_Supplied material_.
--- START ---

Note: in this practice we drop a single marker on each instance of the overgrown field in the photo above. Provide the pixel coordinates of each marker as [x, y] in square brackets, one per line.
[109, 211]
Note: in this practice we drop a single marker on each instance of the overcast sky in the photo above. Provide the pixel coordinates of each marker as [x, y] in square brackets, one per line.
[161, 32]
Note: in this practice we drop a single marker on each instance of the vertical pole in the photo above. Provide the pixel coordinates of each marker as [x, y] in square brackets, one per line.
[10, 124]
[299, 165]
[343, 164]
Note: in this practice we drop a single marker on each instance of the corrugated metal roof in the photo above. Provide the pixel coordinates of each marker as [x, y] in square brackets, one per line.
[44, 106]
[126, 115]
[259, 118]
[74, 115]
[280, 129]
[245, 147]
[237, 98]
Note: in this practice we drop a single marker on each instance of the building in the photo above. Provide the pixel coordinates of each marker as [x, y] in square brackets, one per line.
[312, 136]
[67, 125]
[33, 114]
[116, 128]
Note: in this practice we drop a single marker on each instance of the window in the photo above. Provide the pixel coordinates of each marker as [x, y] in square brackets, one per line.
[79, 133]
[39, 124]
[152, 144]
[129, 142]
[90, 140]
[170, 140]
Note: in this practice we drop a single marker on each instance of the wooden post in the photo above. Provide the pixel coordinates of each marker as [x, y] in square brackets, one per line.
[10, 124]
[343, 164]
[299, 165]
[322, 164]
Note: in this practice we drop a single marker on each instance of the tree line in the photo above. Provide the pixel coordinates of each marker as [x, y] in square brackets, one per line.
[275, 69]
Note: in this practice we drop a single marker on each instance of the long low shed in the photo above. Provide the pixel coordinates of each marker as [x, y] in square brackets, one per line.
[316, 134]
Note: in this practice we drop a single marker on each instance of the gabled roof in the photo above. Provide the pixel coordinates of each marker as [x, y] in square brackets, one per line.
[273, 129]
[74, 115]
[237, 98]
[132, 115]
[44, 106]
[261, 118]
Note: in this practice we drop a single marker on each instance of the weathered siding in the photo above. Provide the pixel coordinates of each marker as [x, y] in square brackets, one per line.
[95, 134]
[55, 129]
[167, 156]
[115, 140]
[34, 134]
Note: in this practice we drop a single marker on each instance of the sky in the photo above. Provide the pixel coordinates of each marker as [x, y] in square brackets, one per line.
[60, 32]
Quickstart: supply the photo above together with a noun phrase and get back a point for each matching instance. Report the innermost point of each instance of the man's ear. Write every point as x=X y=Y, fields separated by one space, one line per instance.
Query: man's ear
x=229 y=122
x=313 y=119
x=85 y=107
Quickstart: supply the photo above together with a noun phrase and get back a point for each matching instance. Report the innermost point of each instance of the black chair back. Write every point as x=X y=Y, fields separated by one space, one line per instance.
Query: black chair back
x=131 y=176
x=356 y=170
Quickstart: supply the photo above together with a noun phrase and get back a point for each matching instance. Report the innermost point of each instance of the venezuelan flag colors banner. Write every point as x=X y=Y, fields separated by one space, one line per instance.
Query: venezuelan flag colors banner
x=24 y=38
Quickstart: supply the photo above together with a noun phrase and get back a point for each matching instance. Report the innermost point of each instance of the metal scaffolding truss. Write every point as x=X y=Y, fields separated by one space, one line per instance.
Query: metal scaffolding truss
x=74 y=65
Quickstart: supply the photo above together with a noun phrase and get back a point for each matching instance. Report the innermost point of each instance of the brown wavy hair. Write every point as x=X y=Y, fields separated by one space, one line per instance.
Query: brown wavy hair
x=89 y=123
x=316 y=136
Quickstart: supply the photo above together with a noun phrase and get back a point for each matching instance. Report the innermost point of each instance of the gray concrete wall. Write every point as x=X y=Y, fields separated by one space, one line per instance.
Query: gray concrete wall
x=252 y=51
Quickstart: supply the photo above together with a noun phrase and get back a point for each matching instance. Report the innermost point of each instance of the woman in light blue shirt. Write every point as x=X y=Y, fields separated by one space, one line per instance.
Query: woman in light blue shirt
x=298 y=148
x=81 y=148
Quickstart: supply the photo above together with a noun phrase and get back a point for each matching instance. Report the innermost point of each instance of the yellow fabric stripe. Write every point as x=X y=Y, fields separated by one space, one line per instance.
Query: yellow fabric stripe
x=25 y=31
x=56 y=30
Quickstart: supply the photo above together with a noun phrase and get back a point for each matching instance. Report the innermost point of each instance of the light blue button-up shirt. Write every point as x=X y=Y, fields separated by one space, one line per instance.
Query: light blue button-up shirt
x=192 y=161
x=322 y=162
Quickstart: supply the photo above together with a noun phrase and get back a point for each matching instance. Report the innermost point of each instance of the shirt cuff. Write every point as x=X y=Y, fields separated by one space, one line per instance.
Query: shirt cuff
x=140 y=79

--- END ---

_Aim_. Quote each line above in full, word for word.

_Reply to the exercise_.
Note: in this practice we drop a single marker on each instance of the overgrown field in the photo above. Provide the pixel coordinates of each marker as [x, y] in square brackets, one per line.
[109, 211]
Note: in this practice we drop a single marker on each instance of the overcast sky in the photo above. Provide the pixel coordinates of each marker as [x, y] in square brackets, one per line.
[161, 32]
Note: in this practice we drop a single marker on each instance of the vertical pole in the photo above. Provide the pixel coordinates of each marker as [x, y] in square brackets, one per line.
[10, 124]
[299, 165]
[343, 164]
Note: in this practice we drop a single marker on each instance of the corrugated metal roof in the photo above. Provide the pixel coordinates of each marker as [x, y] in square brackets, one per line.
[44, 106]
[126, 115]
[259, 118]
[74, 115]
[280, 129]
[245, 147]
[237, 98]
Note: in this practice we drop a single marker on each instance of the building in the photo above. Provide the pixel coordinates of each marker as [x, y] in square brackets, one per line.
[312, 136]
[67, 125]
[33, 114]
[116, 128]
Note: in this practice we drop a single marker on each instance of the window in the photo above. Provide the pixel coordinates of each marker as [x, y] in square brackets, one per line.
[79, 133]
[39, 124]
[152, 144]
[129, 142]
[90, 140]
[170, 140]
Note: in this practice we drop a single marker on each instance of the wooden post in the photo above. Provide the pixel coordinates of each marker as [x, y] in square brackets, one per line.
[10, 124]
[343, 164]
[299, 165]
[322, 164]
Note: in this practice we drop a single marker on each instance of the tree line in the photo above. Provide the pixel coordinates of each marker as [x, y] in square brackets, one per line.
[275, 69]
Note: in this practice we drop a single marker on each instance of the long low shed in the photo above. Provide the pixel coordinates of each marker as [x, y] in square brackets, one per line.
[316, 134]
Note: in this practice we drop a single marker on each instance of the gabled roof in the photo above. Provide the pixel coordinates of each marker as [x, y] in square brackets, one per line.
[273, 129]
[74, 115]
[237, 98]
[132, 115]
[44, 106]
[261, 118]
Note: in this practice we drop a single marker on each instance of the weathered siding in the photo above. Provide the pixel coordinates of each marker as [x, y] in square brackets, one per line.
[95, 134]
[55, 129]
[167, 156]
[115, 140]
[34, 134]
Note: in this practice we drop a single marker on each instance of the sky in the photo above. Provide the pixel coordinates of each marker as [x, y] in square brackets, one per line.
[60, 32]
Quickstart: supply the photo above together with a noun phrase and get back a point for each matching instance. Report the innermost point of each instance of the man's ear. Write every point as x=X y=Y, fields separated by one space, one line per instance.
Query: man's ear
x=229 y=122
x=313 y=119
x=85 y=107
Quickstart: supply the photo above together with a noun phrase and get back a point for each matching instance. Report the innermost point of each instance of the black chair back. Write every point as x=X y=Y, fields separated by one space, one line per instance.
Query: black chair back
x=131 y=176
x=356 y=170
Quickstart: supply the photo above together with a noun phrase and get back a point for each matching instance. Report the innermost point of each instance of the venezuelan flag colors banner. Write every point as x=X y=Y, fields separated by one space, one line per instance.
Query: venezuelan flag colors banner
x=24 y=38
Quickstart: supply the photo above together with a noun phrase and get back a point for each matching instance. Report the innermost point of each instance of the metal scaffolding truss. Write every point as x=X y=Y, fields separated by one space, one line per instance.
Query: metal scaffolding truss
x=74 y=65
Quickstart: supply the photo above together with a noun phrase and get back a point for each matching instance. Report the innermost point of each instance of the brown wavy hair. Write every point as x=X y=Y, fields separated by one space, one line per instance.
Query: brown wavy hair
x=89 y=123
x=316 y=136
Quickstart: supply the photo above together with a noun phrase and get back a point for each matching instance. Report the innermost point of each instance of the gray concrete wall. Write every point as x=X y=Y, fields separated by one space, one line per instance.
Query: gray concrete wall
x=252 y=51
Quickstart: supply the photo above together with a noun phrase and get back a point for each matching instance. Report the innermost point of each instance of the woman in light blue shirt. Write every point as x=X y=Y, fields separated by one space, one line per instance.
Query: woman in light blue shirt
x=298 y=148
x=81 y=148
Quickstart: supply the photo above together with a noun phrase and get back a point for each matching instance. Report the innermost point of each instance of the yellow fabric stripe. Write every point as x=X y=Y, fields separated by one space, one line per instance.
Query: yellow fabric stripe
x=25 y=31
x=56 y=30
Quickstart: supply the photo above together with a noun phrase and get back a point for each matching instance. Report the innermost point of each instance of the light blue button-up shirt. Write every point as x=X y=Y, fields separated by one space, one line per instance.
Query: light blue button-up shirt
x=192 y=161
x=322 y=162
Quickstart: supply the photo above together with a noun phrase and get back a point for each matching instance. Report the innermost point of each instance of the shirt cuff. Write every point as x=X y=Y, fields separated by one space, one line per instance.
Query: shirt cuff
x=140 y=79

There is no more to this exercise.